- _Task directions_:
Could you copy out, word for word, the rows below, starting at the line that contains "Would you be so kind as to mark the meadow" and ending with the last of the rows?
'''
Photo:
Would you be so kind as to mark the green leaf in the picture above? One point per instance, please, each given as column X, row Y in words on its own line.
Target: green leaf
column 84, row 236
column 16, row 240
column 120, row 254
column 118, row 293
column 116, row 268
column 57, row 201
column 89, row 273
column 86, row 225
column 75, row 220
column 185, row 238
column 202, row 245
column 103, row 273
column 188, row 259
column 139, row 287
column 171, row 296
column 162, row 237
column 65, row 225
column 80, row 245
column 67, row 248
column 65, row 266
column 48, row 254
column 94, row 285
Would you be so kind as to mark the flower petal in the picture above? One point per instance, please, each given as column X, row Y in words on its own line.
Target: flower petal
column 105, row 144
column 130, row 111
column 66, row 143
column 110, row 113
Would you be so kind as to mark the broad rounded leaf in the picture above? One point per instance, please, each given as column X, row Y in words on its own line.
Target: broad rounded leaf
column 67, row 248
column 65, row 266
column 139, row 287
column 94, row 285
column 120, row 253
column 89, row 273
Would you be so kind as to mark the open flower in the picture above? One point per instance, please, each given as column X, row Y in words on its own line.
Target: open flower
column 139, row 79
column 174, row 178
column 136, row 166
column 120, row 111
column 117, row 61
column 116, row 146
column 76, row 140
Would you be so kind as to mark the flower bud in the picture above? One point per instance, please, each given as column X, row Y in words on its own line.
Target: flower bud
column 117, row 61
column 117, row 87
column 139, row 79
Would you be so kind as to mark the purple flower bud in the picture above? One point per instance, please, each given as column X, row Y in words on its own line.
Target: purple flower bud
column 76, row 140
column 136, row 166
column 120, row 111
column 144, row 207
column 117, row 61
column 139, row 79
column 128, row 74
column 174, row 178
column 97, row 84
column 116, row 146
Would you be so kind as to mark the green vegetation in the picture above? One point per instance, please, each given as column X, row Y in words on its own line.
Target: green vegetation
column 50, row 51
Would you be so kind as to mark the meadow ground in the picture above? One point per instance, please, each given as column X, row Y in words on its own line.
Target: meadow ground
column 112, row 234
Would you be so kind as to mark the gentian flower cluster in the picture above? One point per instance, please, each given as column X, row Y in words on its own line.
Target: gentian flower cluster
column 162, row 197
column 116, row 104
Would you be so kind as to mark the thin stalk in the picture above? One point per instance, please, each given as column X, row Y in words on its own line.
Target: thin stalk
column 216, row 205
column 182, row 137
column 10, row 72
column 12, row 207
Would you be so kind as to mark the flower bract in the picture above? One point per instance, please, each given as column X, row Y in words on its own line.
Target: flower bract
'''
- _Task answer_:
Would you be so kind as to mark the meadow ground in the picture above? One point per instance, please, each given as column X, row Y in words on its own line.
Target: meadow ground
column 112, row 234
Would you be so kind as to mark the gentian flower cluster in the picture above? One point per instance, please, each given as column X, row Y in words on its own line.
Target: gentian flower cluster
column 162, row 197
column 116, row 104
Would you be so kind as to mark the thin stalk in the picture above? One point per instance, please, each given as column X, row Y in words on its own line.
Target: thin stalk
column 216, row 205
column 182, row 137
column 10, row 72
column 12, row 207
Would you be so kind as to mark the flower bract in the picture above? One point per instance, please, each given as column X, row Y in words on its own line.
Target: flower bract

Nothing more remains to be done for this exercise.